Elle a eu pour effet de créer de nouvelles obligations – tant pour les organisations publiques que privées – et d’octroyer de nouveaux droits aux citoyens, le tout appuyé par un régime de sanctions administratives et pénales particulièrement sévères et dissuasives. Ce faisant, le législateur québécois a signalé son intention de mettre un frein aux abus et négligences des dernières années en matière de protection des renseignements personnels pour conférer un plus grand contrôle aux citoyens et pour assurer une plus grande transparence et redevabilité de la part des entreprises.
Dans cet article, nous aborderons le nouveau rôle qui a été créé par la Loi 25, soit celui du Responsable de la protection des renseignements personnels.
Jusqu’à présent, la responsabilité de la protection des renseignements personnels a toujours été laissée à la discrétion des entreprises et incombait bien souvent à l’équipe des T.I. puisque considérée comme une question de cybersécurité. Or, quoiqu’ils comportent des similarités, les enjeux de cybersécurité sont distincts de ceux qui concernent les renseignements personnels. En effet, la cybersécurité vise principalement à assurer la confidentialité, l’intégrité et l’accessibilité des données d’un réseau alors que, pour leur part, les renseignements personnels doivent bénéficier d’un traitement spécial puisque assujettis à des règles et processus spécifiques tout au long de leur cycle de vie (c’est-à-dire lors de leur collecte, utilisation, modification, divulgation, entreposage et leur destruction). Conséquemment, la protection des renseignements personnels soulève diverses questions de consentement, de sécurité, de protection de la vie privée, et de juridiction qui dépassent largement le cadre de la cybersécurité et nécessitent une attention particulière.
Afin de clarifier la situation et d’imposer un changement de culture radical en cette matière, la Loi 25 prévoit que les entreprises devront désigner désormais un Responsable de la protection des renseignements personnels (ci-après « RPRP »), le tout ainsi que le stipule la nouvelle Section I.1 [2] qui, ajoutée à la Loi sur le privé, se lit comme suit :
Or, comme cette obligation entre en vigueur dès le 22 septembre 2022 [3], il est grand temps d’agir pour les entreprises qui ne s’y sont pas encore préparées.
Ainsi que l’article 3.1 le prévoit, cette obligation s’impose à « toute personne qui exploite une entreprise » et qui, nécessairement, détient des renseignements personnels sur autrui. Ici, la notion d’entreprise est plutôt large et s’apparente à celle qui est définie à l’article 1525 du Code civil du Québec [4]. D’autre part, la loi prévoit clairement que, à défaut de déléguer cette responsabilité formellement (« par écrit »), celle-ci incombera d’office à la plus haute autorité de l’entreprise... Tel qu’on peut le constater, la Loi 25 n'y va pas par quatre chemins et la question de l’imputabilité est clairement établie.

Entrées de pointage d’objets nommés
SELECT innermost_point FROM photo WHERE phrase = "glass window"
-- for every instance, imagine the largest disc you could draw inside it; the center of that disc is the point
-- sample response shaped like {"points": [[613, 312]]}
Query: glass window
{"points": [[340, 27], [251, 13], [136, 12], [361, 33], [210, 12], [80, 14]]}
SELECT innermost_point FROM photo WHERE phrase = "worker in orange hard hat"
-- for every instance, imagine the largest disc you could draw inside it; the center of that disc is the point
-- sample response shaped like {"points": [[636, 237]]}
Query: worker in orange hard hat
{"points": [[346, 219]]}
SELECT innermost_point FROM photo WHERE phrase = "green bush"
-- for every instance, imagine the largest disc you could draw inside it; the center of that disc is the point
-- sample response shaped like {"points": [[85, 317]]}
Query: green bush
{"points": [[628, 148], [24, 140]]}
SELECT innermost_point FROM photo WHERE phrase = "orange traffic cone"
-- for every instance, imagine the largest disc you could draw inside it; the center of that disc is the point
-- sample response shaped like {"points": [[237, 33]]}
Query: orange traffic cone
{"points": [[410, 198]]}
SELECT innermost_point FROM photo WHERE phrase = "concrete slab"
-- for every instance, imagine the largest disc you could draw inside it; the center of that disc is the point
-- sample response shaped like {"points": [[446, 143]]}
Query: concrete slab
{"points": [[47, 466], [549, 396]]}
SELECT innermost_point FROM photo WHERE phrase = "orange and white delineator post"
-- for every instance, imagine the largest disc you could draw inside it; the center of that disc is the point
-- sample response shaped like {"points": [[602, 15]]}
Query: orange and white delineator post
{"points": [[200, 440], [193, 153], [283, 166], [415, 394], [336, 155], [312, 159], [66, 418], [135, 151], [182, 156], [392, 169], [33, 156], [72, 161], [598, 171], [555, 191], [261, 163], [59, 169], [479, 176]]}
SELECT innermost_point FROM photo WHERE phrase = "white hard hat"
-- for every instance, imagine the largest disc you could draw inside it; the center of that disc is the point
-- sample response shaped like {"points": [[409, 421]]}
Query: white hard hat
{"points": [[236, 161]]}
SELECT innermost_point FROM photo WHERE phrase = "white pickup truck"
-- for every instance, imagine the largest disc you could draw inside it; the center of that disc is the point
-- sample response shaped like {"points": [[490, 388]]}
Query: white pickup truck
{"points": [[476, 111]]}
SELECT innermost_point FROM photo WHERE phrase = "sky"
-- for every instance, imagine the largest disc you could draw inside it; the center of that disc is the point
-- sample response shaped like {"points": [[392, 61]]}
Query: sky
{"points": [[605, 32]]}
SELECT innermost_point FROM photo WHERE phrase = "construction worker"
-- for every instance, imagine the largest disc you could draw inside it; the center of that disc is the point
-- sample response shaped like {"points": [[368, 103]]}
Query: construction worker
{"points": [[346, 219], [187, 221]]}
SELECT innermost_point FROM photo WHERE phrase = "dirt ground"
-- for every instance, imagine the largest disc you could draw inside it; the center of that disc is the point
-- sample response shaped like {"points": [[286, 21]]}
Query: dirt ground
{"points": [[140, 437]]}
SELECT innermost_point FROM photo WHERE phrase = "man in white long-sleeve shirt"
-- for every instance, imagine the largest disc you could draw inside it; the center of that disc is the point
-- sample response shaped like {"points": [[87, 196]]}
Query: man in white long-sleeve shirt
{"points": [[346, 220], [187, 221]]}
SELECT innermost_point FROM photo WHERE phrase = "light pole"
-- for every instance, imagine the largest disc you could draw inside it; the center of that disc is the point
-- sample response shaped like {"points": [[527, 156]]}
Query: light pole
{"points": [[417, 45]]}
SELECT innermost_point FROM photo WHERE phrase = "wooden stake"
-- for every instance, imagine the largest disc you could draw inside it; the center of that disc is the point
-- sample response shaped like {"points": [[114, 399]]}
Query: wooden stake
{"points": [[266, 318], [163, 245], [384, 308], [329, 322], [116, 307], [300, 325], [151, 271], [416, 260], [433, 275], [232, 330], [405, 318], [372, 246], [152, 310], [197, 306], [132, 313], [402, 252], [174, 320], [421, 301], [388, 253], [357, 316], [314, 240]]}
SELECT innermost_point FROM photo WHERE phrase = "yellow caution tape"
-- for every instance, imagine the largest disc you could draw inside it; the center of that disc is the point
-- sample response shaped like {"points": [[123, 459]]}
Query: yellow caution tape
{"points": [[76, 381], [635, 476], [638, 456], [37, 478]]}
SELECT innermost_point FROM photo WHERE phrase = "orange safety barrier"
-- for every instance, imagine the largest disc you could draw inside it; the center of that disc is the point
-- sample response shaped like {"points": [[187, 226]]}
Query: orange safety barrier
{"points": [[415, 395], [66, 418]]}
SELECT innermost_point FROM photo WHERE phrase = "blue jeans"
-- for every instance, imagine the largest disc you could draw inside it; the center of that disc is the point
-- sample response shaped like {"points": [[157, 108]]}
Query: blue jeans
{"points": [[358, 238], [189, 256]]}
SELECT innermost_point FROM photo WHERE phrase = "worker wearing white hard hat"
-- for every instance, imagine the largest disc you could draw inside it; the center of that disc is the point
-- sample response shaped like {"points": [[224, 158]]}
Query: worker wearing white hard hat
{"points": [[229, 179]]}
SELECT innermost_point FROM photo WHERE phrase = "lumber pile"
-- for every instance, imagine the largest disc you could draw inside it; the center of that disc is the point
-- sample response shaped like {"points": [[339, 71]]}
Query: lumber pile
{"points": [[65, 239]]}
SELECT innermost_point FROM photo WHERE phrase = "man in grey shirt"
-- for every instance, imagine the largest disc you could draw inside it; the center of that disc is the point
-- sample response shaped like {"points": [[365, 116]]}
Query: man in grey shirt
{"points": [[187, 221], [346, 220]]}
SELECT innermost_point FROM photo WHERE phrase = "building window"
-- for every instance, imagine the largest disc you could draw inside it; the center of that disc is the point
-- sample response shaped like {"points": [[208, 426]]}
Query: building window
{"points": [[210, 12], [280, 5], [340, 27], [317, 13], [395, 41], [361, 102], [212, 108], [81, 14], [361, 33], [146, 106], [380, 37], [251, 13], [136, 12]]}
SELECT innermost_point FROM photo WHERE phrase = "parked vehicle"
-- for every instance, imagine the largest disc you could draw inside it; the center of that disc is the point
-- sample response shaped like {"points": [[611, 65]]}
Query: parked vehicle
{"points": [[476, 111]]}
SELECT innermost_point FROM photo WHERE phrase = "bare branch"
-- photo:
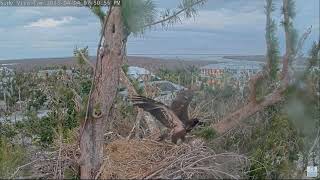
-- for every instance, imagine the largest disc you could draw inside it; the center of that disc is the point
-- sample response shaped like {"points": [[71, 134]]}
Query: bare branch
{"points": [[86, 59]]}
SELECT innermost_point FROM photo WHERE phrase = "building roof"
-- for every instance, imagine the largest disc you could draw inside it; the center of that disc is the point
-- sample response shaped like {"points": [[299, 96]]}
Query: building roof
{"points": [[235, 66], [135, 72]]}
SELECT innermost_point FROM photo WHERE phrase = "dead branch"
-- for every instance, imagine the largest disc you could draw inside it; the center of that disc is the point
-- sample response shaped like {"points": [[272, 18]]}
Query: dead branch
{"points": [[86, 60], [21, 167], [234, 119]]}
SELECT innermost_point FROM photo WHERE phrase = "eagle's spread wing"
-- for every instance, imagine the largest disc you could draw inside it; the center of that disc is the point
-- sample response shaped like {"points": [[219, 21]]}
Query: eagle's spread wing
{"points": [[156, 109], [180, 105]]}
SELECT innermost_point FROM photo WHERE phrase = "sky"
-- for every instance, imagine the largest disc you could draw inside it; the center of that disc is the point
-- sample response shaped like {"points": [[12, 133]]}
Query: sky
{"points": [[221, 27]]}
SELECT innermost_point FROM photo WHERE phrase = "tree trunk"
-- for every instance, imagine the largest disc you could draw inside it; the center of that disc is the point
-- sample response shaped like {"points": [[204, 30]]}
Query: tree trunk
{"points": [[104, 90]]}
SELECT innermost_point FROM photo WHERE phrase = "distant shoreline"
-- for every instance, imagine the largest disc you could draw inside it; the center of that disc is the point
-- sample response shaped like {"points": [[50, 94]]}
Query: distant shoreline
{"points": [[149, 63]]}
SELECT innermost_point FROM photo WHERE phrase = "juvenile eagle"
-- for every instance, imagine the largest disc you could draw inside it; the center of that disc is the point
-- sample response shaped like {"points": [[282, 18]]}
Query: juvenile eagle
{"points": [[175, 117]]}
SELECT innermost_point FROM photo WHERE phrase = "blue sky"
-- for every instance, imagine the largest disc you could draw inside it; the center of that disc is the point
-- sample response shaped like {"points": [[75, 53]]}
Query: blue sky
{"points": [[222, 27]]}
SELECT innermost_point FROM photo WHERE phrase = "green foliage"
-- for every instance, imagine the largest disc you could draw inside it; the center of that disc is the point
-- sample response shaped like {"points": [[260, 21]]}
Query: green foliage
{"points": [[207, 133], [275, 149], [11, 156], [136, 14]]}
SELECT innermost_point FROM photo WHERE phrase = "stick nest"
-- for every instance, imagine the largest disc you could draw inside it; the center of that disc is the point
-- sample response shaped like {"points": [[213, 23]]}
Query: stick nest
{"points": [[137, 159]]}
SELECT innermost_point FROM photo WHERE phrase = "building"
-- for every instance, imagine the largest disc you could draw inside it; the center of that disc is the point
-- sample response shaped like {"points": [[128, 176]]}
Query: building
{"points": [[235, 69], [231, 73], [139, 73]]}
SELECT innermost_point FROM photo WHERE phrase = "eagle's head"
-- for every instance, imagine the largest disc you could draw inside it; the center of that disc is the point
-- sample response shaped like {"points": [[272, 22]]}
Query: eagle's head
{"points": [[193, 123], [185, 96]]}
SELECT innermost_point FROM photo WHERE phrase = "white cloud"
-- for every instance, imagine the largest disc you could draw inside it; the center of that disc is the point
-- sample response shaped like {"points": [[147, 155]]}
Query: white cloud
{"points": [[50, 22], [223, 18]]}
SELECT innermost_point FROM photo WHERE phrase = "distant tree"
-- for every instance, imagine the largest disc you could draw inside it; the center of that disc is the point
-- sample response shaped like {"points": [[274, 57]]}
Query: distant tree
{"points": [[272, 41], [278, 93], [119, 23]]}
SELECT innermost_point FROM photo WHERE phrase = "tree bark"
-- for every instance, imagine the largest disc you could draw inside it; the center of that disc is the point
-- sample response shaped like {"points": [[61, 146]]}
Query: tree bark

À compléter
• 1. Pouvez-vous retaper le passage de l’extrait qui commence à « Afin de clarifier » et se termine à « pas encore préparées. » ?
• 2. Ces affirmations concordent-elles avec l’extrait ? Répondez par oui ou par non pour chacune et citez textuellement les mots décisifs.
(a) L’obligation de désigner un RPRP entre en vigueur le 22 septembre 2022.
(b) Les enjeux de cybersécurité sont les mêmes que ceux des renseignements personnels.
(c) Faute de délégation écrite, la responsabilité revient à l’équipe des T.I.
Répondez uniquement à partir de l’extrait, sans recourir au matériel.

Corrigé
• 1.
Afin de clarifier la situation et d’imposer un changement de culture radical en cette matière, la Loi 25 prévoit que les entreprises devront désigner désormais un Responsable de la protection des renseignements personnels (ci-après « RPRP »), le tout ainsi que le stipule la nouvelle Section I.1 [2] qui, ajoutée à la Loi sur le privé, se lit comme suit :
Or, comme cette obligation entre en vigueur dès le 22 septembre 2022 [3], il est grand temps d’agir pour les entreprises qui ne s’y sont pas encore préparées.

• 2.
(a) Oui : « comme cette obligation entre en vigueur dès le 22 septembre 2022 ».
(b) Non : « les enjeux de cybersécurité sont distincts de ceux qui concernent les renseignements personnels ».
(c) Non : « celle-ci incombera d’office à la plus haute autorité de l’entreprise ».